TASK ITEM: Print every line below. Match each one exactly.

DATASET:
++++++++++++++++++++
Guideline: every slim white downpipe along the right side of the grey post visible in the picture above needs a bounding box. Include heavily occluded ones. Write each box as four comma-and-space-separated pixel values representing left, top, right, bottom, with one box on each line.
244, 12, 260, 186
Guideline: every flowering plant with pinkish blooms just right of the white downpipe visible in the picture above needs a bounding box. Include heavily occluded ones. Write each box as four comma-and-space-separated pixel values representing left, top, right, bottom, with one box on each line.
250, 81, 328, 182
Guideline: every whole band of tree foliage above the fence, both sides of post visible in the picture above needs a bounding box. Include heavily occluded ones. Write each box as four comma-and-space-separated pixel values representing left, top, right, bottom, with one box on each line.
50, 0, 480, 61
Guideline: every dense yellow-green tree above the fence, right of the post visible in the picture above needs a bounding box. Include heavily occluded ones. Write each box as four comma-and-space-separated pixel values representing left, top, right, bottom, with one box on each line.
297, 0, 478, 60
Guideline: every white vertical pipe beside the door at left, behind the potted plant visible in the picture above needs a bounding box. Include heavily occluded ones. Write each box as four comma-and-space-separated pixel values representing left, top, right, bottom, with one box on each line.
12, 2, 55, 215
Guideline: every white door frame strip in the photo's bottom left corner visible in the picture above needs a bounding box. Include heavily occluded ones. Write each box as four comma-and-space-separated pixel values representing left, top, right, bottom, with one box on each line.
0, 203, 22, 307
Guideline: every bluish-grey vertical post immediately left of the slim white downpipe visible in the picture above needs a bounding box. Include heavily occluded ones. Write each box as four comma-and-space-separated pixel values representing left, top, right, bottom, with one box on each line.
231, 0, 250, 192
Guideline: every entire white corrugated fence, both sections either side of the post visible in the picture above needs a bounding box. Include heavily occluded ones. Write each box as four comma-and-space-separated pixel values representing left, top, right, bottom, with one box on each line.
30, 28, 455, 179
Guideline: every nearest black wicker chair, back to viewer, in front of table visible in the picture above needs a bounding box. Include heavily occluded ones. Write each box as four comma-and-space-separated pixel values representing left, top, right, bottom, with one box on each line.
++++++++++++++++++++
TASK RESULT:
Guideline: every slim white downpipe along the right side of the grey post visible in the picture above needs a bounding box. Include heavily occluded ones. Write each box as four comma-and-space-separated pixel values representing left, top, right, bottom, with one box on each line.
244, 12, 260, 186
Guideline: every flowering plant with pinkish blooms just right of the white downpipe visible in the picture above needs a bounding box. Include heavily occluded ones. Write each box as four comma-and-space-separated pixel values representing left, top, right, bottom, with one box on each line.
250, 81, 328, 182
Guideline: every whole band of tree foliage above the fence, both sides of post visible in the picture above needs a bounding box. Include heavily occluded ones. Write each box as four comma-and-space-separated pixel values representing left, top, right, bottom, with one box on each line.
50, 0, 480, 61
Guideline: every dense yellow-green tree above the fence, right of the post visible in the picture above needs a bounding box. Include heavily occluded ones. Write each box as four comma-and-space-separated pixel values representing left, top, right, bottom, with one box on each line.
297, 0, 478, 60
Guideline: every white vertical pipe beside the door at left, behind the potted plant visible in the picture above needs a bounding box. Include heavily occluded ones. Write each box as four comma-and-space-separated pixel values representing left, top, right, bottom, with one box on each line.
12, 2, 55, 215
Guideline: every white door frame strip in the photo's bottom left corner visible in the picture above needs a bounding box. Include heavily occluded ones. Write each box as four comma-and-space-separated pixel values representing left, top, right, bottom, with one box on each line.
0, 203, 22, 307
Guideline: every bluish-grey vertical post immediately left of the slim white downpipe visible in the picture above needs a bounding box. Include heavily occluded ones. Write each box as four comma-and-space-separated pixel values representing left, top, right, bottom, with one box on each line.
231, 0, 250, 192
Guideline: every entire white corrugated fence, both sections either side of the post visible in the picture above needs a bounding box. Include heavily occluded ones. Write each box as four comma-and-space-separated pixel values representing left, top, right, bottom, with one box on each line.
30, 28, 455, 179
Guideline: every nearest black wicker chair, back to viewer, in front of table visible in the picture above needs a bounding box. Include heavily occluded ones. Write each box as four comma-and-space-separated pixel values representing left, top, right, bottom, with one box on each line.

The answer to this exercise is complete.